WHAT IS NEEDED: Could every line of the listing be output exactly, with the pictures skipped?

EXTRACTED MATERIAL:
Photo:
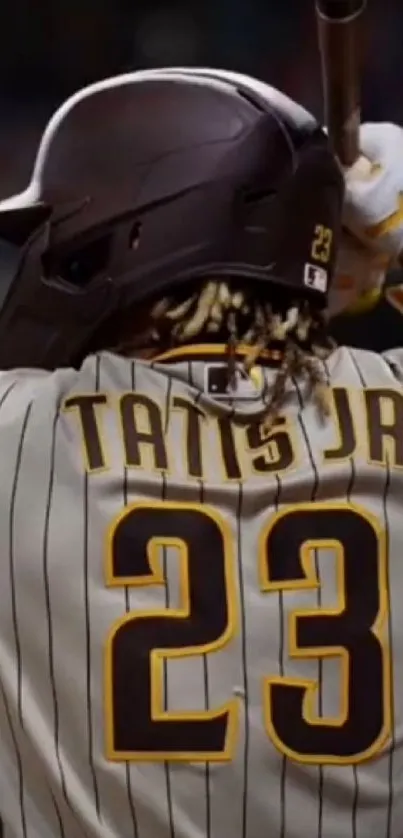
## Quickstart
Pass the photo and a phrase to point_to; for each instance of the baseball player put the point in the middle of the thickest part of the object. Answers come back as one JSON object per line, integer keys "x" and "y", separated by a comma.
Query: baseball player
{"x": 201, "y": 631}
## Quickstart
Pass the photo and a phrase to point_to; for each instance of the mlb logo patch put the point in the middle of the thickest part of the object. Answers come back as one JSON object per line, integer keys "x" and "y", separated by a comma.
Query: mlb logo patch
{"x": 247, "y": 386}
{"x": 316, "y": 278}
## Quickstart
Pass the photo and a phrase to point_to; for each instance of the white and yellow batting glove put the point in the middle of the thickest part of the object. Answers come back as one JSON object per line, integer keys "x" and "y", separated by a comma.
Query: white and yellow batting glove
{"x": 373, "y": 220}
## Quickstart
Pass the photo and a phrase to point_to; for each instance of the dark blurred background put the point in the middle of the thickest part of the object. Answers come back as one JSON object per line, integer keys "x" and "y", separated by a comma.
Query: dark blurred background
{"x": 50, "y": 49}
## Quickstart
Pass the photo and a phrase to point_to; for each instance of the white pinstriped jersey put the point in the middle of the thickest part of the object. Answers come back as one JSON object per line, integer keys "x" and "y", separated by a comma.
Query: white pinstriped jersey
{"x": 201, "y": 625}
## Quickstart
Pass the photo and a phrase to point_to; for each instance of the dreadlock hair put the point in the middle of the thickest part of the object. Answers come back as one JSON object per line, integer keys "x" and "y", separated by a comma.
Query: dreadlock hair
{"x": 232, "y": 312}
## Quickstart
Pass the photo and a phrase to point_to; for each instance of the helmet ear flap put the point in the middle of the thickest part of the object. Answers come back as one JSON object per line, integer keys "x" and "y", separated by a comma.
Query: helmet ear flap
{"x": 18, "y": 224}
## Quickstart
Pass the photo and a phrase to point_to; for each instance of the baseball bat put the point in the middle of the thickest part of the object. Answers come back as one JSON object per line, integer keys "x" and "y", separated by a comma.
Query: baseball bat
{"x": 340, "y": 42}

TASK OUTPUT:
Photo:
## Quickstart
Pass the photo and a phrase to point_to; for each instance of the baseball player put the point in the middle of the thickest part of the object. Answers come back as one JSON object per line, integer keys "x" and "y", separated by a comma.
Query: baseball player
{"x": 201, "y": 631}
## Quickstart
Pass the photo and a phrase to point_to; for each instance of the mlb logo patch put the point in the middle of the thickest part of the object. Answers come back as one JSON object per line, integer keys "x" and "y", separated by a comma.
Query: mlb logo patch
{"x": 247, "y": 386}
{"x": 316, "y": 278}
## Quickstart
Pass the photo and a phrase to point_to; for each instance of the white and yellow batting glove put the point in the middle of the thickest part of the object. Answers come back as one JSON object per line, integer keys "x" and "y", separated by a comma.
Query: white and yellow batting glove
{"x": 373, "y": 220}
## Quickstart
Pass the photo and a phrase to point_to; for each instance of the dark blurred background put the point in the middle of the thickest part of the object. Answers come back as one JSON object per line, integer keys "x" and "y", separated by a comma.
Query: dark blurred background
{"x": 50, "y": 49}
## Quickstart
Pass the photo and a phrase to point_to; for each instance of the white pinstriped jersey put the point in the middle of the thickest part of the object. Answers come back as one JSON object per line, integer keys "x" and "y", separated by a comma.
Query: white pinstriped jersey
{"x": 201, "y": 625}
## Quickstart
Pass the photo and a phrase to point_to; for each instance of the dreadlock hair put the point in the middle of the thickest part of the object. Answers come back as one JSON object per line, integer keys "x" and "y", separated by a comma.
Query: dreadlock hair
{"x": 232, "y": 312}
## Quickstart
Pass the photo and a phrase to point_to; for each instance of the helmet ear flap put the point in the middle of the thickest part of the object. Answers come back as one JSON object per line, integer keys "x" and "y", separated by a comma.
Query: helmet ear flap
{"x": 18, "y": 224}
## Quickstart
Pass the photo and a phrase to point_to; for each instance of the baseball bat put the point in the middle of the thickest part of the object. Answers come back as one JSON object per line, integer keys "x" and "y", separated by a comma.
Query: baseball bat
{"x": 340, "y": 42}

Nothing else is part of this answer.